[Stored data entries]
%%

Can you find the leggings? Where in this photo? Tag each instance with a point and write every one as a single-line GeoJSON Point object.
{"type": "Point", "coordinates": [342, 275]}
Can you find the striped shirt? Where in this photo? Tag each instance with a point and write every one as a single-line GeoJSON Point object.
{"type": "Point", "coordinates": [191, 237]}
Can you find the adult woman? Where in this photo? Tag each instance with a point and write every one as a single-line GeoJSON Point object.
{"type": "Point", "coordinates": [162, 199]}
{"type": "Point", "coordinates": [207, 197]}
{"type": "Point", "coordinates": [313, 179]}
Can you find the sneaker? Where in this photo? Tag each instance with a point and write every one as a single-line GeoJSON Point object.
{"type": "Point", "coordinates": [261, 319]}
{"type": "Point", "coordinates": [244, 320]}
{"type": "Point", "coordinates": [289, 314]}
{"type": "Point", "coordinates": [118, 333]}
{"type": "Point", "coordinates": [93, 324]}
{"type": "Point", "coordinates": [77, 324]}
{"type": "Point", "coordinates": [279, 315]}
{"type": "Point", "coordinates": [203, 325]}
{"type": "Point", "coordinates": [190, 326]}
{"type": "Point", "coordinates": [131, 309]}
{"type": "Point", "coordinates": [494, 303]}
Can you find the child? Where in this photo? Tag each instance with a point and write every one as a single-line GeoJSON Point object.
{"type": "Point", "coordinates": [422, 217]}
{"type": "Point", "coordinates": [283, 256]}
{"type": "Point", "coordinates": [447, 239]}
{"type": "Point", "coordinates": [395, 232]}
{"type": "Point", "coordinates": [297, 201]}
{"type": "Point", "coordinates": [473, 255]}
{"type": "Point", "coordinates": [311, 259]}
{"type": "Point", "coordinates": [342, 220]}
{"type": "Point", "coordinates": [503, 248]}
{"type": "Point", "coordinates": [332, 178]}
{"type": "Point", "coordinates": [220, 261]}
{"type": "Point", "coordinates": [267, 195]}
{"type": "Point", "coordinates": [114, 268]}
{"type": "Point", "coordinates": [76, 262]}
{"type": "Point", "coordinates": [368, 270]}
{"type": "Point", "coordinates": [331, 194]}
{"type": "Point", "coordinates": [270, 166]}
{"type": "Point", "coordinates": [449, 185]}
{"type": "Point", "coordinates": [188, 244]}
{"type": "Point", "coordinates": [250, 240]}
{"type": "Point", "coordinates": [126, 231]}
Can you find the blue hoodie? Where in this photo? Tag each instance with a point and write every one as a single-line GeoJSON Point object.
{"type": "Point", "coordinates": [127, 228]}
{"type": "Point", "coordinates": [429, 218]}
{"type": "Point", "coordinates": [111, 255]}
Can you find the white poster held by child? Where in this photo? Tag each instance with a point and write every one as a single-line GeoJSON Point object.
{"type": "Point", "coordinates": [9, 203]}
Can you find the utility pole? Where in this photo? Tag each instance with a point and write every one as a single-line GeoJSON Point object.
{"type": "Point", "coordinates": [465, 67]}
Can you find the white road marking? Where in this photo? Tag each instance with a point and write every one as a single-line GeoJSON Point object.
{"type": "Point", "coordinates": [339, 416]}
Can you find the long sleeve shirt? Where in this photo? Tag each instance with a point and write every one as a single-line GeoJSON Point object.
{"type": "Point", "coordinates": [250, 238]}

%%

## Work instructions
From the records above, extract every line exactly as it stands.

## Solution below
Can you find the leggings? Where in this photo? Tag each instance with a point and write every one as a single-line GeoJSON Point object.
{"type": "Point", "coordinates": [342, 275]}
Can you find the striped shirt? Where in this photo? Tag each instance with a point and write every one as a single-line GeoJSON Point object.
{"type": "Point", "coordinates": [191, 237]}
Can you find the adult woman? Where in this photo? Tag each instance with a point and write every one as a single-line GeoJSON Point object.
{"type": "Point", "coordinates": [162, 199]}
{"type": "Point", "coordinates": [207, 197]}
{"type": "Point", "coordinates": [313, 179]}
Can you find the sneaker? Where in this photo? Tag each instance with a point and write every one as a single-line GeoJSON Point object.
{"type": "Point", "coordinates": [261, 319]}
{"type": "Point", "coordinates": [244, 320]}
{"type": "Point", "coordinates": [289, 314]}
{"type": "Point", "coordinates": [118, 333]}
{"type": "Point", "coordinates": [93, 324]}
{"type": "Point", "coordinates": [77, 324]}
{"type": "Point", "coordinates": [279, 315]}
{"type": "Point", "coordinates": [203, 325]}
{"type": "Point", "coordinates": [190, 326]}
{"type": "Point", "coordinates": [131, 309]}
{"type": "Point", "coordinates": [494, 303]}
Can you find the child? Where in this photo? Tag each instance with a point and write every one as a single-line GeoJSON Point object.
{"type": "Point", "coordinates": [422, 217]}
{"type": "Point", "coordinates": [283, 256]}
{"type": "Point", "coordinates": [447, 239]}
{"type": "Point", "coordinates": [395, 232]}
{"type": "Point", "coordinates": [297, 201]}
{"type": "Point", "coordinates": [473, 255]}
{"type": "Point", "coordinates": [311, 259]}
{"type": "Point", "coordinates": [342, 220]}
{"type": "Point", "coordinates": [503, 248]}
{"type": "Point", "coordinates": [332, 178]}
{"type": "Point", "coordinates": [220, 261]}
{"type": "Point", "coordinates": [267, 195]}
{"type": "Point", "coordinates": [114, 268]}
{"type": "Point", "coordinates": [76, 262]}
{"type": "Point", "coordinates": [368, 270]}
{"type": "Point", "coordinates": [331, 194]}
{"type": "Point", "coordinates": [270, 166]}
{"type": "Point", "coordinates": [449, 185]}
{"type": "Point", "coordinates": [188, 244]}
{"type": "Point", "coordinates": [250, 240]}
{"type": "Point", "coordinates": [126, 231]}
Can you find the blue hoodie? Where in this photo? Tag each instance with a point and write every one as a single-line GeoJSON Point object.
{"type": "Point", "coordinates": [127, 228]}
{"type": "Point", "coordinates": [429, 218]}
{"type": "Point", "coordinates": [111, 255]}
Can you find the white poster held by child? Where in this photo? Tag each instance with a point and write every one as a single-line GeoJSON Point object.
{"type": "Point", "coordinates": [9, 203]}
Can you find the utility pole? Where in this photo? Tag each instance with a point and write every one as a single-line GeoJSON Point object.
{"type": "Point", "coordinates": [465, 67]}
Can you find the white road marking? Where in this photo? Tag each instance with a point and write every one as a single-line GeoJSON Point object.
{"type": "Point", "coordinates": [339, 416]}
Can you find the long sleeve shirt? Where in this photo? Tag each instance with a point and write every one as a single-line GeoJSON Point object.
{"type": "Point", "coordinates": [250, 238]}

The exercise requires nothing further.